# Given text:
--*--

Berkeley Lab’s Physics Division recently hosted a workshop on Fundamental Physics from Future Spectroscopic Surveys. On May 6-8, an international community of over 100 high-energy theorists and cosmologists convened to explore the observational signatures of “physics beyond the Standard Model” in large-scale structures that will be measured with ongoing and future spectroscopic surveys. The workshop was live streamed for a hybrid participation, and the video recordings of each session are now available online.

Based on key recommendations in the 2023 P5 Report, the next generation of spectroscopic surveys will be key tools to explore inflationary physics, late-time cosmic acceleration, light relics, neutrino masses, and dark matter. Building on the successes of the Dark Energy Spectroscopic Instrument (DESI), Berkeley Lab researchers have envisioned a “spectroscopic roadmap” to see new galaxies even farther away.

“By the end of DESI’s planned 5-year survey, we will have mapped about 1% of the observable Universe at high fidelity,” explains Simone Ferraro, a senior scientist in Berkeley Lab’s Physics Division, who was part of the Scientific Organizing Committee. “While DESI’s primary goal is to study Dark Energy at late times, where it’s the dominant energy component in the Universe, next-generation spectroscopic surveys will allow researchers to peer even farther back into the past and to study the evolution of the Universe and its constituents throughout cosmic history, from the very first moments to the present day,” continues Ferraro. “Of particular interest is to study the period immediately following the Big Bang, also known as ‘inflation,’ where we test physics at energy scales much larger than those achievable with earth-based colliders.”

--*--

# Listed entries:
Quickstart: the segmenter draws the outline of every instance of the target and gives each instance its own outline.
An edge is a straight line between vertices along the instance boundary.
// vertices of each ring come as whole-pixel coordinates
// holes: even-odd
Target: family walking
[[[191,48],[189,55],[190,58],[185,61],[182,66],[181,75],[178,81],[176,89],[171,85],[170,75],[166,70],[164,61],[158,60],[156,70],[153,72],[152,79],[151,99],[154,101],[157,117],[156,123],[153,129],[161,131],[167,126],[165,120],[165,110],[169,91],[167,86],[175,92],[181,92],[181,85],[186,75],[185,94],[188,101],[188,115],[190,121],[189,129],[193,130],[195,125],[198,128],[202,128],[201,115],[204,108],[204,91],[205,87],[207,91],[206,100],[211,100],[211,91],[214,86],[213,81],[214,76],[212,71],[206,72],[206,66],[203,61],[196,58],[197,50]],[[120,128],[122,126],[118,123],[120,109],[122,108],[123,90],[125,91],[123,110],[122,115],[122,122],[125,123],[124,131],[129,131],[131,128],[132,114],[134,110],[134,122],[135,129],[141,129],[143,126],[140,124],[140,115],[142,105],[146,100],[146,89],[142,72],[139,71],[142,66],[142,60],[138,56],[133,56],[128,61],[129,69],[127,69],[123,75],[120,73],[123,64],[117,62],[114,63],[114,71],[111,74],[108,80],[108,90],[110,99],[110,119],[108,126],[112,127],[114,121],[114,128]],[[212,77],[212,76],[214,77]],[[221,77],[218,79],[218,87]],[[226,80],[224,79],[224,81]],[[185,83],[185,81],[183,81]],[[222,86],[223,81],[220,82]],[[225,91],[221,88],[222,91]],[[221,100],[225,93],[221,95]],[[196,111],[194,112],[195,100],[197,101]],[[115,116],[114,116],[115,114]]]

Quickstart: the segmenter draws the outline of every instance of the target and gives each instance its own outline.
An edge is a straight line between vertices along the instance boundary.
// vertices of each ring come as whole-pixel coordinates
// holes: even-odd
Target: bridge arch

--*--

# What is asked:
**a.** Copy the stretch of the workshop article from "Based on key" through "even farther away.".
**b.** Pick up the workshop article after its final sentence and carry it forward.
The data have no role in this.

# Answers given:
**a.**
Based on key recommendations in the 2023 P5 Report, the next generation of spectroscopic surveys will be key tools to explore inflationary physics, late-time cosmic acceleration, light relics, neutrino masses, and dark matter. Building on the successes of the Dark Energy Spectroscopic Instrument (DESI), Berkeley Lab researchers have envisioned a “spectroscopic roadmap” to see new galaxies even farther away.

**b.**
Spec-S5 logo, from the Spec-S5 website (2024) Based on their earlier research to advance the science case for mapping the high-redshift Universe in 3D, Ferraro and colleagues see a unique opportunity to significantly extend DESI’s groundbreaking efforts. After the completion of DESI (and possible extensions), the next step in the proposed roadmap is a DESI-2 project, which would reuse the same telescope and instrument as DESI, but observe different types of galaxies and address new science objectives. The plan culminates in a new project – Spec-S5 – which will be approximately 15 times more powerful than DESI, enabling researchers to map an even larger portion of the observable Universe using technology currently being developed at Berkeley Lab and elsewhere. Planned for completion in the late 2030s, Spec-S5 will consist of two twin platforms: one a substantial upgrade of the DESI’s current telescope and instrument, and the other a similar upgrade of the Blanco telescope in Chile. Each platform will be equipped with robotically-actuated, fiber-fed spectrographs capable of simultaneously measuring about 26,000 spectra (split between the two telescopes) at optical and near-infrared frequencies.

“We have the opportunity to quintuple the fraction of the Universe that we observe to answer some of the deepest questions about the origin and evolution of our Universe. This is the ‘low-hanging fruit’ of cosmology,” said Ferraro. Other Berkeley Lab researchers including David Schlegel, Martin White, Satya Gontcho A Gontcho (Chair of the Local Organizing Committee), Edmond Chaussidon, Roger de Belsunce, and Noah Weaverdyck, contributed to organizing the event.

Future meetings are being planned to continue developing a wider research community and to catalyze several new publications that will further strengthen the case for DESI-2 and Spec-S5.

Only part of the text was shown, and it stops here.